### Given data:
+++++
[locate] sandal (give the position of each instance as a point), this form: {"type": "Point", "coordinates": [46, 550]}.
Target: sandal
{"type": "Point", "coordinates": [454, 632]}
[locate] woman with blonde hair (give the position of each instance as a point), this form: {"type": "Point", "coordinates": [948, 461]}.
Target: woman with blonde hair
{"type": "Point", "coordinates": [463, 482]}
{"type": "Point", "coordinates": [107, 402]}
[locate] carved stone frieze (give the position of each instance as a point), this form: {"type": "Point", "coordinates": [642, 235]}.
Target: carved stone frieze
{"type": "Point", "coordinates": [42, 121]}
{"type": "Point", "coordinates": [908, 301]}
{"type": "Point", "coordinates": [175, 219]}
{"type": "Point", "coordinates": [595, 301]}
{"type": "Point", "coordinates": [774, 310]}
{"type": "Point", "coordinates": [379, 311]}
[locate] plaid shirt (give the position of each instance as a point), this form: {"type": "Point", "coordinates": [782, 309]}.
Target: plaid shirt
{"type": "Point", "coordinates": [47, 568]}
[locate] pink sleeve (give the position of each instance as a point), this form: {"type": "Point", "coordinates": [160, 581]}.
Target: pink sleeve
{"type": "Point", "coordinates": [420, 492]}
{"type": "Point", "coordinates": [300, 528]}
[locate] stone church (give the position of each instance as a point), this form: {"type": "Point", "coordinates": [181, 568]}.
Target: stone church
+++++
### What is required:
Please set down all the data word for word.

### Response to this exercise:
[locate] sandal (give the position of each instance as a point), this form: {"type": "Point", "coordinates": [46, 550]}.
Target: sandal
{"type": "Point", "coordinates": [454, 632]}
[locate] woman with blonde hair (give the position of each instance as a point), this form: {"type": "Point", "coordinates": [948, 461]}.
Target: woman with blonde hair
{"type": "Point", "coordinates": [463, 482]}
{"type": "Point", "coordinates": [107, 402]}
[locate] carved stone frieze (give the position of each instance as a point), this form: {"type": "Point", "coordinates": [642, 235]}.
Target: carved stone frieze
{"type": "Point", "coordinates": [42, 121]}
{"type": "Point", "coordinates": [908, 301]}
{"type": "Point", "coordinates": [175, 219]}
{"type": "Point", "coordinates": [595, 301]}
{"type": "Point", "coordinates": [774, 310]}
{"type": "Point", "coordinates": [379, 311]}
[locate] plaid shirt (give the position of each instance as a point), this form: {"type": "Point", "coordinates": [782, 309]}.
Target: plaid shirt
{"type": "Point", "coordinates": [47, 568]}
[locate] pink sleeve (give the position of each instance as a point), this form: {"type": "Point", "coordinates": [160, 581]}.
Target: pink sleeve
{"type": "Point", "coordinates": [420, 492]}
{"type": "Point", "coordinates": [300, 528]}
[locate] stone church (give the position of each instance as a point), this form: {"type": "Point", "coordinates": [181, 568]}.
Target: stone church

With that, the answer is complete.